> **REQUIRED WORK**
Each entry below must be repeated word for word.

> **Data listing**
☆ ☆ ☆ ☆

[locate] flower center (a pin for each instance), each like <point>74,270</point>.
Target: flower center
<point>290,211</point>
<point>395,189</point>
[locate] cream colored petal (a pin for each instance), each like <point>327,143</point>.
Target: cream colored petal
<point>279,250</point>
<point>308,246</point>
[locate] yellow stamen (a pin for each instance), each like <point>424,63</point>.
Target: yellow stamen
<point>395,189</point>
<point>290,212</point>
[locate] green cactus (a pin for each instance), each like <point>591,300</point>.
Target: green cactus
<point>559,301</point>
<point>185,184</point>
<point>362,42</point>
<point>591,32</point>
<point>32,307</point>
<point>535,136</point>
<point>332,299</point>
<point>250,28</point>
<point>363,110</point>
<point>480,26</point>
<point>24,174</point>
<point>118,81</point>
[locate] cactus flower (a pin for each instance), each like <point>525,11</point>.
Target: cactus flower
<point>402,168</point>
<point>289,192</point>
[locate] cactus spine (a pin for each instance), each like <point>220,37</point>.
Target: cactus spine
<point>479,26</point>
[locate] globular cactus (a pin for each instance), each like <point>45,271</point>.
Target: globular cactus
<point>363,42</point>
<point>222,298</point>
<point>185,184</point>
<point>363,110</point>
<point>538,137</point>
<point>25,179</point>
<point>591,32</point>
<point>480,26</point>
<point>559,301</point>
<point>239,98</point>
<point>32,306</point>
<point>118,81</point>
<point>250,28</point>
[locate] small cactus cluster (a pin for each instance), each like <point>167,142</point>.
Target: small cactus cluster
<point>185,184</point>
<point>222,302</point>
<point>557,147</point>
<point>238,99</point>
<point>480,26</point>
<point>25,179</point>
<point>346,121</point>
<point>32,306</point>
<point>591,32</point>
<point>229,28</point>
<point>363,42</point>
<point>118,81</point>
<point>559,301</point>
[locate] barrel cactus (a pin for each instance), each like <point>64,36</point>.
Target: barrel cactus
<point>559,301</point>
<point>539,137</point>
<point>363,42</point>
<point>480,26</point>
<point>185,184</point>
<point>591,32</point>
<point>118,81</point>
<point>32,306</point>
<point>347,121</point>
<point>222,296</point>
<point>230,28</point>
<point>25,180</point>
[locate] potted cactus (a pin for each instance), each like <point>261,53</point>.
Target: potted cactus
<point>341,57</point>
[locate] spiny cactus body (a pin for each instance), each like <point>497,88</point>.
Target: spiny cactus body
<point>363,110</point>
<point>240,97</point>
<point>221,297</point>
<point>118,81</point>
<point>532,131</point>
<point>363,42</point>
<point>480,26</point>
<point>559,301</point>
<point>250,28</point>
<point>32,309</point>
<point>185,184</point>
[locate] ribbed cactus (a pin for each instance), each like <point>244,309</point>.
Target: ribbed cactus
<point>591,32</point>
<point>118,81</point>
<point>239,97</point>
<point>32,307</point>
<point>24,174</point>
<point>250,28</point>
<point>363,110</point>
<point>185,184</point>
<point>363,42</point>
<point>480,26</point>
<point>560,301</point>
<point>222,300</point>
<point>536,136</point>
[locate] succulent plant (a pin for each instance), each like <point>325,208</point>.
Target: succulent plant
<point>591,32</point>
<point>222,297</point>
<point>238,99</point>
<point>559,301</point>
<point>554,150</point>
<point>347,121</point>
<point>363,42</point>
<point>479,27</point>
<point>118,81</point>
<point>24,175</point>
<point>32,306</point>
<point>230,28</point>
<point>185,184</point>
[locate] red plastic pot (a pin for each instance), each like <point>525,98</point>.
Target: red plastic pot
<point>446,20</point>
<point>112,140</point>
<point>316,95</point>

☆ ☆ ☆ ☆

> **EXERCISE RESULT**
[locate] flower center (a pin for each instance), each like <point>74,270</point>.
Target: flower center
<point>290,211</point>
<point>395,189</point>
[locate] cream colored petal (a pin for each instance), each like <point>327,143</point>.
Target: cream colored petal
<point>279,250</point>
<point>308,246</point>
[locate] yellow stamen (a pin for each instance), each like <point>424,63</point>.
Target: yellow stamen
<point>395,189</point>
<point>290,212</point>
[locate] green cactus (a pin for each instance), each like <point>591,300</point>.
Target: green cactus
<point>559,301</point>
<point>185,184</point>
<point>362,42</point>
<point>591,32</point>
<point>32,307</point>
<point>535,136</point>
<point>332,299</point>
<point>250,28</point>
<point>363,110</point>
<point>480,26</point>
<point>24,174</point>
<point>118,81</point>
[locate] cactus flower (a pin for each instance), each like <point>525,11</point>.
Target: cactus flower
<point>402,168</point>
<point>289,192</point>
[locate] cactus spine (a pin for each instance), each like <point>220,37</point>.
Target: cactus spine
<point>479,26</point>
[locate] globular cactus (a pin for each instance), each like <point>45,271</point>.
Target: globular cactus
<point>363,42</point>
<point>222,298</point>
<point>185,184</point>
<point>363,110</point>
<point>538,137</point>
<point>25,179</point>
<point>591,32</point>
<point>480,26</point>
<point>559,301</point>
<point>239,98</point>
<point>32,306</point>
<point>118,81</point>
<point>250,28</point>
[locate] small cactus cluster (a pin for each instance), each like <point>167,142</point>.
Target: small cactus cluster
<point>185,184</point>
<point>222,302</point>
<point>557,147</point>
<point>238,99</point>
<point>480,26</point>
<point>25,179</point>
<point>346,121</point>
<point>32,306</point>
<point>591,32</point>
<point>229,28</point>
<point>363,42</point>
<point>118,81</point>
<point>559,301</point>
[locate] barrel cactus (a pin for each instance), each like <point>64,36</point>.
Target: barrel cactus
<point>559,301</point>
<point>539,137</point>
<point>363,42</point>
<point>480,26</point>
<point>185,184</point>
<point>591,32</point>
<point>118,81</point>
<point>32,306</point>
<point>347,121</point>
<point>222,296</point>
<point>230,28</point>
<point>25,180</point>
[locate] potted cactus (a pin for each instance), each like <point>261,53</point>.
Target: potted cactus
<point>341,57</point>
[locate] spiny cactus body (a pin for each instance), each like <point>497,88</point>.
Target: spiny cactus body
<point>363,110</point>
<point>240,97</point>
<point>221,297</point>
<point>118,81</point>
<point>532,131</point>
<point>363,42</point>
<point>480,26</point>
<point>559,301</point>
<point>250,28</point>
<point>32,309</point>
<point>185,184</point>
[locate] ribbed cactus (a pin for each instance), each like <point>244,309</point>.
Target: ribbed cactus
<point>591,32</point>
<point>118,81</point>
<point>239,97</point>
<point>32,307</point>
<point>24,174</point>
<point>250,28</point>
<point>363,110</point>
<point>185,184</point>
<point>363,42</point>
<point>480,26</point>
<point>560,301</point>
<point>222,300</point>
<point>536,136</point>
[locate] succulent plant (a pin for each instance), each like <point>325,208</point>.
Target: succulent plant
<point>591,32</point>
<point>222,297</point>
<point>238,99</point>
<point>559,301</point>
<point>554,150</point>
<point>347,121</point>
<point>363,42</point>
<point>479,27</point>
<point>118,81</point>
<point>24,175</point>
<point>32,306</point>
<point>230,28</point>
<point>185,184</point>
[locate] red plastic pot (a pin for each instance), each like <point>525,98</point>.
Target: red plastic pot
<point>446,20</point>
<point>112,140</point>
<point>316,95</point>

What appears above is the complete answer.